Records taken from a dataset:
:::

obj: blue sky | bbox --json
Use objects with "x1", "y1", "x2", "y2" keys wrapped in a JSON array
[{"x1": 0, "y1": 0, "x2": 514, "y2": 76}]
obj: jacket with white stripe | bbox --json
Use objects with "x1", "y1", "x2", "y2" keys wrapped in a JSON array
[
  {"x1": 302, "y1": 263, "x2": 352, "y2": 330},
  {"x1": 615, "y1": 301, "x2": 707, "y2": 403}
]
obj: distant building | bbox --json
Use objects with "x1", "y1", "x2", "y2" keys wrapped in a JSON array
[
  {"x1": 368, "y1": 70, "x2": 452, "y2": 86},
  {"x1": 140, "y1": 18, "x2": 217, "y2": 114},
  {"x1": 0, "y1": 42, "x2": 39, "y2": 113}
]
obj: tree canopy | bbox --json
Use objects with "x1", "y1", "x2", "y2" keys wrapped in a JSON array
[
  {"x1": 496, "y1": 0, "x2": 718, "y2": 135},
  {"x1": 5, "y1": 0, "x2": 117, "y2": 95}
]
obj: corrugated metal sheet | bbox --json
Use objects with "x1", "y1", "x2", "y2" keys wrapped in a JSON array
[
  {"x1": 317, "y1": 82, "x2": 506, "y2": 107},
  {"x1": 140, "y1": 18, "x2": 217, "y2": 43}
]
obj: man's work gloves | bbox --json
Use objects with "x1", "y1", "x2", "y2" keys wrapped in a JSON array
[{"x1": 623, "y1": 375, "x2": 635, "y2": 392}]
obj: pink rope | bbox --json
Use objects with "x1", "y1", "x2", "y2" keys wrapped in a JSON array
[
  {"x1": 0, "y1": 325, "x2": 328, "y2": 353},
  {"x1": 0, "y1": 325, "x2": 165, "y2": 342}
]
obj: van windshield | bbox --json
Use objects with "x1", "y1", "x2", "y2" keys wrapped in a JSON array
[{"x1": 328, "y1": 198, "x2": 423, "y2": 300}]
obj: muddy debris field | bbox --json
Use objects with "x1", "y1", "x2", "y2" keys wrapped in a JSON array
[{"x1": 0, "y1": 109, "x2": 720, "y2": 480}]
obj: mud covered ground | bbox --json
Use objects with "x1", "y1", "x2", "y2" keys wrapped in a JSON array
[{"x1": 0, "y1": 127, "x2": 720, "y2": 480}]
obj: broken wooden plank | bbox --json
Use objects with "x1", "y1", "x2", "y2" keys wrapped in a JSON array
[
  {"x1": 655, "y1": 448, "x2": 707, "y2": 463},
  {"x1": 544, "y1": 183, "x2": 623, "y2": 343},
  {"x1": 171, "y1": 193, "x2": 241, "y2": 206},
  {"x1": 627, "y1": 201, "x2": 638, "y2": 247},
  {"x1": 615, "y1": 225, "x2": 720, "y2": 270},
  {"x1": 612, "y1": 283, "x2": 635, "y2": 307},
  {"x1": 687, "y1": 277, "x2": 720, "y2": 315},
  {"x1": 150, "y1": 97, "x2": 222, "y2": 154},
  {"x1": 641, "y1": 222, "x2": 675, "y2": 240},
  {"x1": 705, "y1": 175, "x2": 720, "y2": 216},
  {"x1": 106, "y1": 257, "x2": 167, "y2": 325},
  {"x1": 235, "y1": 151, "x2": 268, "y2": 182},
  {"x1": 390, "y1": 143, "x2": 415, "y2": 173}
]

:::

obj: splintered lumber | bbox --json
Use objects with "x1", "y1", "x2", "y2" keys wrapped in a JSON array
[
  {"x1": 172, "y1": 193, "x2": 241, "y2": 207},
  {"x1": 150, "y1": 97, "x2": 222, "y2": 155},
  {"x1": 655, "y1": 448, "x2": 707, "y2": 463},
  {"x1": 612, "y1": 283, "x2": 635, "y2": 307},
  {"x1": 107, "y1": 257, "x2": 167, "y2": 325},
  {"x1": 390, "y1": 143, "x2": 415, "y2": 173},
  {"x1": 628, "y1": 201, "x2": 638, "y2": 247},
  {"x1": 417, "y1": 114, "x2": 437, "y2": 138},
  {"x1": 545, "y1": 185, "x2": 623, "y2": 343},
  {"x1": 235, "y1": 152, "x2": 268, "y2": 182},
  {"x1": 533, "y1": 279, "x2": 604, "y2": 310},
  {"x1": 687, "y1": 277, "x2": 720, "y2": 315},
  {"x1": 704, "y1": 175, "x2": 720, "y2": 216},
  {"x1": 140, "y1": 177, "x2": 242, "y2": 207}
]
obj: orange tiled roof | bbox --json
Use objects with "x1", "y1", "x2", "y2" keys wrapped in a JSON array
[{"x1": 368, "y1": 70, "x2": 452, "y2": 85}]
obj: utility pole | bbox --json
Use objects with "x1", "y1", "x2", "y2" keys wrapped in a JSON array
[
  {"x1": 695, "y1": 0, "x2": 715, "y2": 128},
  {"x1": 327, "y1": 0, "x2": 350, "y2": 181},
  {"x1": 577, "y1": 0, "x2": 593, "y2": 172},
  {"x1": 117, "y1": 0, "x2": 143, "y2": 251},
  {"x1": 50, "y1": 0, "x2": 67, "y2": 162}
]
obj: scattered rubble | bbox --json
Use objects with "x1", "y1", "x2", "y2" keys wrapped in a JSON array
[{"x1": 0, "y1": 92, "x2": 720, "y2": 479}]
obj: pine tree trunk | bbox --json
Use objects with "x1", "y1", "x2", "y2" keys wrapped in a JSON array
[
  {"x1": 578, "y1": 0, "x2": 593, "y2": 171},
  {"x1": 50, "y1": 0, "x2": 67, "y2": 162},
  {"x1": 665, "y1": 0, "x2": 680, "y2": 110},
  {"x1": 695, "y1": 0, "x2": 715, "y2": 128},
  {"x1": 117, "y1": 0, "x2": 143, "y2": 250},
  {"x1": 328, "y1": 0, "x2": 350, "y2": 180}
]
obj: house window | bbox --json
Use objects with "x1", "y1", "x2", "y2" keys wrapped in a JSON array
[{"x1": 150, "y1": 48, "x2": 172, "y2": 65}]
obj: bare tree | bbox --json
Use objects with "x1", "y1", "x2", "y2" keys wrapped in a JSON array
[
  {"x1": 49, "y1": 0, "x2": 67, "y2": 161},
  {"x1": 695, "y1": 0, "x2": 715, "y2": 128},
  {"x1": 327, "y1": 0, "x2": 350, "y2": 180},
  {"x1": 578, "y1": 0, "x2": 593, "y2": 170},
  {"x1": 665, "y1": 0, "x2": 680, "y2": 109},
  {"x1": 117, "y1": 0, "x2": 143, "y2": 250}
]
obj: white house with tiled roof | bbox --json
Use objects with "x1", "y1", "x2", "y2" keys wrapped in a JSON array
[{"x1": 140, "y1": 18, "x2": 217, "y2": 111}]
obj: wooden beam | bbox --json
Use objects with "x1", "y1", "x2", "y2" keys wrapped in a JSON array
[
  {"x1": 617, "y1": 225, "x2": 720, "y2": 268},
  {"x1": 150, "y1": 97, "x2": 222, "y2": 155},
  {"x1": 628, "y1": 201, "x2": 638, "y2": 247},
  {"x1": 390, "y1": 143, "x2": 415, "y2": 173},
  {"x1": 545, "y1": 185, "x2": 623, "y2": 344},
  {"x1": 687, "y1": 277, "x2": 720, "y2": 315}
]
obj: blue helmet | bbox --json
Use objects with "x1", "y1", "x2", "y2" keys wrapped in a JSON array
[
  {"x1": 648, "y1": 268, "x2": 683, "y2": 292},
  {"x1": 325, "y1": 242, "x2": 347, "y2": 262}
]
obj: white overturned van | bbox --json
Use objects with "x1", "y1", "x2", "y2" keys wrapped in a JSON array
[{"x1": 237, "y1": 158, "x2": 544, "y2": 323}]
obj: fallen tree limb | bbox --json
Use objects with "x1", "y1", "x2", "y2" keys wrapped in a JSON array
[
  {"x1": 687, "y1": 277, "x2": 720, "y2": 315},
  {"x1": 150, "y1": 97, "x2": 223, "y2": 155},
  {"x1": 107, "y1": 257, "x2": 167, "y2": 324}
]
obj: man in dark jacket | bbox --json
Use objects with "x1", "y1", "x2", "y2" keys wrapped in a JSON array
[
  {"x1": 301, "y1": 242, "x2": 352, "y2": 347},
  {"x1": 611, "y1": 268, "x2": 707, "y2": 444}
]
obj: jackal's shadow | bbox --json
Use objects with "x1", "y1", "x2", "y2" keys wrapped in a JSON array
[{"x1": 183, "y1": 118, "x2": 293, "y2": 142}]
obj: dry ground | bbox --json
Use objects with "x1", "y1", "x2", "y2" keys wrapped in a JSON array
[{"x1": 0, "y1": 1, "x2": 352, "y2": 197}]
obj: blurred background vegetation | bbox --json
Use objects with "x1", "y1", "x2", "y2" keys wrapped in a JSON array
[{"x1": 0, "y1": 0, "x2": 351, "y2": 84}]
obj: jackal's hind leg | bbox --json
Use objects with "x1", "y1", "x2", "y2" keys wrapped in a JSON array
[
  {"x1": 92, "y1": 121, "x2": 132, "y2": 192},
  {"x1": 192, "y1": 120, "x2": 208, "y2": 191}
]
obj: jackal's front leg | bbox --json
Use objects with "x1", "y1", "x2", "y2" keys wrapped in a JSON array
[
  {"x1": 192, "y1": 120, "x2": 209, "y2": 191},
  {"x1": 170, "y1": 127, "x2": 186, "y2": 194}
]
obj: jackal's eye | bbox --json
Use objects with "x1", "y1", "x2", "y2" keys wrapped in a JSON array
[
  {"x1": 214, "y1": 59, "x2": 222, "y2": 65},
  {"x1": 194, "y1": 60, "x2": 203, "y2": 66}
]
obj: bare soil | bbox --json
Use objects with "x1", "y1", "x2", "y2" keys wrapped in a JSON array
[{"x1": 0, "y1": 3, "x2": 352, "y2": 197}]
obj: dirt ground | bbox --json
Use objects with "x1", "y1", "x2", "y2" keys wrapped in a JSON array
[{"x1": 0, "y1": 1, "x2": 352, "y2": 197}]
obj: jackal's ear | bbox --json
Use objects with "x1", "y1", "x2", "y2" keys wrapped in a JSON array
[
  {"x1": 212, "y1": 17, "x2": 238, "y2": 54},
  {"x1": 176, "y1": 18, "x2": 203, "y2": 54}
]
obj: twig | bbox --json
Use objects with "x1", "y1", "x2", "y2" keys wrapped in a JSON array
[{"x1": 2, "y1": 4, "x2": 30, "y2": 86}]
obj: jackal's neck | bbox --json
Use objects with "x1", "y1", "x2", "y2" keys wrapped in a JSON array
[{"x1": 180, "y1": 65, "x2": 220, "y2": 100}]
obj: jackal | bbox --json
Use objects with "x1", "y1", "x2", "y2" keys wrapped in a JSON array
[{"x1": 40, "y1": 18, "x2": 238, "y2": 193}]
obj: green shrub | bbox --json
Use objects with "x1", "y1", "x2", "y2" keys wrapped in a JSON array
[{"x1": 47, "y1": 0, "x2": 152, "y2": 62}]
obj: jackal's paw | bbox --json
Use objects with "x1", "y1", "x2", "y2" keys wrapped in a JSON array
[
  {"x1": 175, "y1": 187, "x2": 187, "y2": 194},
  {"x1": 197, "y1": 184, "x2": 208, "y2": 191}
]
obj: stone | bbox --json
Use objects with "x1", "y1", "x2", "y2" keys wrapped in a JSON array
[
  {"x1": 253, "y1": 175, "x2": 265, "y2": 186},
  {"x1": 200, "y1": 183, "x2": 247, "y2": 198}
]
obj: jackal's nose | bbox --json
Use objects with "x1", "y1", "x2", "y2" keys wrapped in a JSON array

:::

## AIM
Gather every line of the items above that contains the word "white". Case counts.

## CORRECT OUTPUT
obj: jacket with white stripe | bbox --json
obj: white house with tiled roof | bbox --json
obj: white overturned van | bbox --json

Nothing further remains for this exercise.